ASIC Verification Flow
The functional verification process allows verification engineers in finding bugs, checking for RTL correctness based on the design specification. The first step in the verification process is to prepare a verification plan which is tightly coupled with the design specification that involves what all features need to be tested and techniques used to verify the design under test (DUT) such as scoreboard check planning, assertions, and functional coverage writing, etc.
Verification Architecture
In the verification architectural phase, engineers decide what all verification components are required.
Verification Plan/ Testplan
The verification plan includes a test plan(list of test cases that target design features), functional coverage planning, module/block assignments to the verification engineers, checker, and assertion planning. The verification plan also involves planning for how verification components can be reused at system/ SOC level verification.

■ Dataset entries:
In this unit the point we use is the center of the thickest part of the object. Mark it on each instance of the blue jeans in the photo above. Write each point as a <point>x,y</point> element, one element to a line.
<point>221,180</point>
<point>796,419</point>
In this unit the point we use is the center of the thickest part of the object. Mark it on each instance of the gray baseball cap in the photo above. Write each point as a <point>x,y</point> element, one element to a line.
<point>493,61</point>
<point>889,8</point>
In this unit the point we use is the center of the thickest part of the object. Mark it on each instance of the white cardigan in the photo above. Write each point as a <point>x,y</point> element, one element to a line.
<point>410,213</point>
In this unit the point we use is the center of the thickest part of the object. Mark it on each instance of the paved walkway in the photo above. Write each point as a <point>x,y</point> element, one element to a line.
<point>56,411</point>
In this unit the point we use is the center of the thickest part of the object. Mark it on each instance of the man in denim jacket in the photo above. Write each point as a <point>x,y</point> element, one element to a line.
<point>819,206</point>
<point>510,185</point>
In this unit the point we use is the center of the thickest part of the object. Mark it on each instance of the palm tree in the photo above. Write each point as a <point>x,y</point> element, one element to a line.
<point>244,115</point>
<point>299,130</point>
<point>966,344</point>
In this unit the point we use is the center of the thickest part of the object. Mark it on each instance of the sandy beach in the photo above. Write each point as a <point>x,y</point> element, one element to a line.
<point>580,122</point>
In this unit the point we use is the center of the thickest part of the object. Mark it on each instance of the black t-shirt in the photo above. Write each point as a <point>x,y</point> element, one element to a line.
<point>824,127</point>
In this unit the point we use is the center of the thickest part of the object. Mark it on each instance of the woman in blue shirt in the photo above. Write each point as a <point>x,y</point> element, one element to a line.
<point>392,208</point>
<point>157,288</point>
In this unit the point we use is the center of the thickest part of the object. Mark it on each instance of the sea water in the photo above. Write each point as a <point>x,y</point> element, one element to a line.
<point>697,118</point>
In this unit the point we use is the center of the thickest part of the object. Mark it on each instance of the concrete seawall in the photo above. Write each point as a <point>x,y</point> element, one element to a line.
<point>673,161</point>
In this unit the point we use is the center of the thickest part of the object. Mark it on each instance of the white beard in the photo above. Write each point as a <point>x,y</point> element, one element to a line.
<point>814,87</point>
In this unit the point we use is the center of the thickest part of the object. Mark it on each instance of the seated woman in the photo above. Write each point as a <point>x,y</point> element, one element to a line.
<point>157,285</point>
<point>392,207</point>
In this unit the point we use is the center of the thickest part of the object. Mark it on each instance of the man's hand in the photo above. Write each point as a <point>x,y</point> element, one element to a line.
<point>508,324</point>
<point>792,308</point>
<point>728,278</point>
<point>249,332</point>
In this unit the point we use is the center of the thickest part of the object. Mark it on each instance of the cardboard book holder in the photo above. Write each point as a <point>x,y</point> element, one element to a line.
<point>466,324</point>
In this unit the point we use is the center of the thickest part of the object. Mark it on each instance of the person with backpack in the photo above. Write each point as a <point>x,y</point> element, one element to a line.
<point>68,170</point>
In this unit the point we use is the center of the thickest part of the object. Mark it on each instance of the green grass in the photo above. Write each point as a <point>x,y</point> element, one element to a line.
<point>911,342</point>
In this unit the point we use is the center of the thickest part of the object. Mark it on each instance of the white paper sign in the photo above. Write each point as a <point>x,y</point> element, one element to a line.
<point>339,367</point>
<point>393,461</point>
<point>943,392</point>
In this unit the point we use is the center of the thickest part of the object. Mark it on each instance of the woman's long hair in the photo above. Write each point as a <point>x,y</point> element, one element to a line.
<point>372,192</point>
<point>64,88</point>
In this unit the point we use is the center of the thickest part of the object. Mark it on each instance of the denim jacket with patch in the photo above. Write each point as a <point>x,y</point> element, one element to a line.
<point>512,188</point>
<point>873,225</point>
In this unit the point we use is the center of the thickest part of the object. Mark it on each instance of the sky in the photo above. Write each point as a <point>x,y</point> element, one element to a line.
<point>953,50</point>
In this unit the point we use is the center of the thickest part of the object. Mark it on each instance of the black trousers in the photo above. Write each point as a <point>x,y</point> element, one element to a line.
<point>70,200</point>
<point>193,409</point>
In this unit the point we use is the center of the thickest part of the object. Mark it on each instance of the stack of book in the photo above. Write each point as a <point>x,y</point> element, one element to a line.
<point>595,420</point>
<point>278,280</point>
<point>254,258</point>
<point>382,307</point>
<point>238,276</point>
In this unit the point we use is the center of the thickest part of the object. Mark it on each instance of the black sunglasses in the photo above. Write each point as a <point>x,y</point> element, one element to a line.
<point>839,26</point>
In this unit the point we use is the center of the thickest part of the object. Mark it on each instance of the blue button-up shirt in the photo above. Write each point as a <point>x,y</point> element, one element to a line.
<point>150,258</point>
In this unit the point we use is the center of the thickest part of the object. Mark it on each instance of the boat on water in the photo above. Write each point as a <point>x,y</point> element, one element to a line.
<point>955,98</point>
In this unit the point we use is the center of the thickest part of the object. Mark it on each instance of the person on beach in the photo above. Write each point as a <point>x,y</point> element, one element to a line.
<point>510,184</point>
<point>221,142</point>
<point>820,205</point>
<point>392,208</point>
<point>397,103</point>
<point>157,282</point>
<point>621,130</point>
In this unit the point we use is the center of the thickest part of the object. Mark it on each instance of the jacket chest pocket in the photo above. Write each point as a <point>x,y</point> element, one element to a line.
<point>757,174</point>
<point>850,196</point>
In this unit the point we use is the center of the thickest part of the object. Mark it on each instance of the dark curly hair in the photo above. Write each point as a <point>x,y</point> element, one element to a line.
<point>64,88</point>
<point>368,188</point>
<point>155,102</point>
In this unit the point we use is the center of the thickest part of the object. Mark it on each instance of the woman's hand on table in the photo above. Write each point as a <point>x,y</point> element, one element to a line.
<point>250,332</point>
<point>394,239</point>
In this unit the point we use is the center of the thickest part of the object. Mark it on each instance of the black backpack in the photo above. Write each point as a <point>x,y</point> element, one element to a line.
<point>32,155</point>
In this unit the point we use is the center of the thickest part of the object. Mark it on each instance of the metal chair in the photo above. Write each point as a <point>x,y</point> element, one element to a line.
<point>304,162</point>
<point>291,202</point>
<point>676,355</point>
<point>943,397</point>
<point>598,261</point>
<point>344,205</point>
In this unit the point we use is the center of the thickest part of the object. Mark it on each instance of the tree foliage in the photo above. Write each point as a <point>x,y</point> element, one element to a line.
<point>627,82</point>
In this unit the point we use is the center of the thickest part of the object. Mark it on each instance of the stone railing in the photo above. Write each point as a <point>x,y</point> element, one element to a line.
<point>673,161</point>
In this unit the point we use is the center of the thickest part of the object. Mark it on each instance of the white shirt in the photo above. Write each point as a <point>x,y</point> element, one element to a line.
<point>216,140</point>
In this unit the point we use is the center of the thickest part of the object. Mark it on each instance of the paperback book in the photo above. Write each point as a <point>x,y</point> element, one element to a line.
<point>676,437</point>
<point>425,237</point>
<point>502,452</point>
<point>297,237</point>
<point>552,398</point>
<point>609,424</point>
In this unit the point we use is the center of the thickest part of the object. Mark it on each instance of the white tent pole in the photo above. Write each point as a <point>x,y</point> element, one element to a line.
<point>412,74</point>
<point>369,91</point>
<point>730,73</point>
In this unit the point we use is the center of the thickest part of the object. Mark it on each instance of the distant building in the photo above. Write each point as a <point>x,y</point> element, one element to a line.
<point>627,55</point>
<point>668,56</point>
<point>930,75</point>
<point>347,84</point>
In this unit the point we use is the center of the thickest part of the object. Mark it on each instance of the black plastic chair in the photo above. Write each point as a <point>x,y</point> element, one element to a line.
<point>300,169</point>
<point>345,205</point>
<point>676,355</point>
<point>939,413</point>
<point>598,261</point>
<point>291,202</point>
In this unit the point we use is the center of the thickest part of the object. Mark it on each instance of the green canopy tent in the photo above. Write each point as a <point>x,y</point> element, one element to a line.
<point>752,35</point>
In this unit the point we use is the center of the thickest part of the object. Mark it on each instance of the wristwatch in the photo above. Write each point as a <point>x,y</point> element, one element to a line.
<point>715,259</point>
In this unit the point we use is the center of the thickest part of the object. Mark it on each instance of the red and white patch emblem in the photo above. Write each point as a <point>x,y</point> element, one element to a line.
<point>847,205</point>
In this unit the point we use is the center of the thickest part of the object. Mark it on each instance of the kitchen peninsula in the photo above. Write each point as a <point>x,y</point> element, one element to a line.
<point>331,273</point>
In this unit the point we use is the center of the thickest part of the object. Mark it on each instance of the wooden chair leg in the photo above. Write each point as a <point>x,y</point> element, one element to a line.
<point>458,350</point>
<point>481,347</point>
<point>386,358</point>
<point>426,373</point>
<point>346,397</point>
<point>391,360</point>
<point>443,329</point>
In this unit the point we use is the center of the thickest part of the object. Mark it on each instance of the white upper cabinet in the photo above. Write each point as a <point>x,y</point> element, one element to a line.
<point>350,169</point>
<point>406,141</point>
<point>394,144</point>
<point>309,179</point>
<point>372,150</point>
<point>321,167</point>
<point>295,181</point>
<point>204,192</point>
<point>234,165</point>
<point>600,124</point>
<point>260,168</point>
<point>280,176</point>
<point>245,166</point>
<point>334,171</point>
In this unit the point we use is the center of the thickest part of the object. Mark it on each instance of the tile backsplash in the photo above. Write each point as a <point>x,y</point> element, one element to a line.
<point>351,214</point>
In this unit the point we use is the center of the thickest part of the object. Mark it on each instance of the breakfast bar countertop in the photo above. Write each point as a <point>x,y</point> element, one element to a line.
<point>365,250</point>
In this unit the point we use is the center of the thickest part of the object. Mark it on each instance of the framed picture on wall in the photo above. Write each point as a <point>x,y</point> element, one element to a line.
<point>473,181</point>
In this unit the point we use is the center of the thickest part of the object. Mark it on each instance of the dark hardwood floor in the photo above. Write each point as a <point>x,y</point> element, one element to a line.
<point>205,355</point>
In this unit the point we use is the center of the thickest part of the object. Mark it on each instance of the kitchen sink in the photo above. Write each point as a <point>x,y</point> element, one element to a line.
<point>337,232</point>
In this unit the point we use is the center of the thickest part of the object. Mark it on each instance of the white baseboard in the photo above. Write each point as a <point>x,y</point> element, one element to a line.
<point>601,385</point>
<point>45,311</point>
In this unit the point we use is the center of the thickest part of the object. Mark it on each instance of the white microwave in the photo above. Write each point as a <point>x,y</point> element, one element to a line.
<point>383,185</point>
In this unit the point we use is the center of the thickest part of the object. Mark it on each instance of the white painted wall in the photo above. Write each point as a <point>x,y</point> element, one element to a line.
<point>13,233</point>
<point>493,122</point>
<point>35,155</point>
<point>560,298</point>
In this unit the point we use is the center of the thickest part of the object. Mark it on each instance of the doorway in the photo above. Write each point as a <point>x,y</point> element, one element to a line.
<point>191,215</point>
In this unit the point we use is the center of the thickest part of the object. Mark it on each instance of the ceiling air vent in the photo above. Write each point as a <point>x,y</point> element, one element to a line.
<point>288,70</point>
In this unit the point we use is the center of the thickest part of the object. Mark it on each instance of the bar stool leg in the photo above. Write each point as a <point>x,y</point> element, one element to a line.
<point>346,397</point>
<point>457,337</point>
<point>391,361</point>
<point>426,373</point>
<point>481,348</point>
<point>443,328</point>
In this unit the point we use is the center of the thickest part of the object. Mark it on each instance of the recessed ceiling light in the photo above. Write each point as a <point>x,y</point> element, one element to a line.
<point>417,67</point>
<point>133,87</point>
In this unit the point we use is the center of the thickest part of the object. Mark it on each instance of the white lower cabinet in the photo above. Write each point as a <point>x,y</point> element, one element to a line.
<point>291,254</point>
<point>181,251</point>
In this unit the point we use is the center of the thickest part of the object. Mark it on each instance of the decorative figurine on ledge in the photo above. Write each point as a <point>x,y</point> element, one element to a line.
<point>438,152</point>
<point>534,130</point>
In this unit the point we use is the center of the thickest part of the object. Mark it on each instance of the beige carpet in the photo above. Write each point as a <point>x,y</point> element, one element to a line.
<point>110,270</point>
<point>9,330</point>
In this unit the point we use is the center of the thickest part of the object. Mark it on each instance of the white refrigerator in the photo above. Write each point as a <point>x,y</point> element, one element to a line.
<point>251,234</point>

■ Problem details:
Decide whether each statement agrees with the ASIC verification text, answering yes or no and quoting the words from the text that settle it: (a) Preparing a verification plan is the first step in the verification process. (b) In the verification architectural phase, engineers write the functional coverage. (c) The verification plan includes planning for reuse of verification components at system or SOC level.

■ Response:
(a) Yes: "The first step in the verification process is to prepare a verification plan"
(b) No: "In the verification architectural phase, engineers decide what all verification components are required."
(c) Yes: "The verification plan also involves planning for how verification components can be reused at system/ SOC level verification."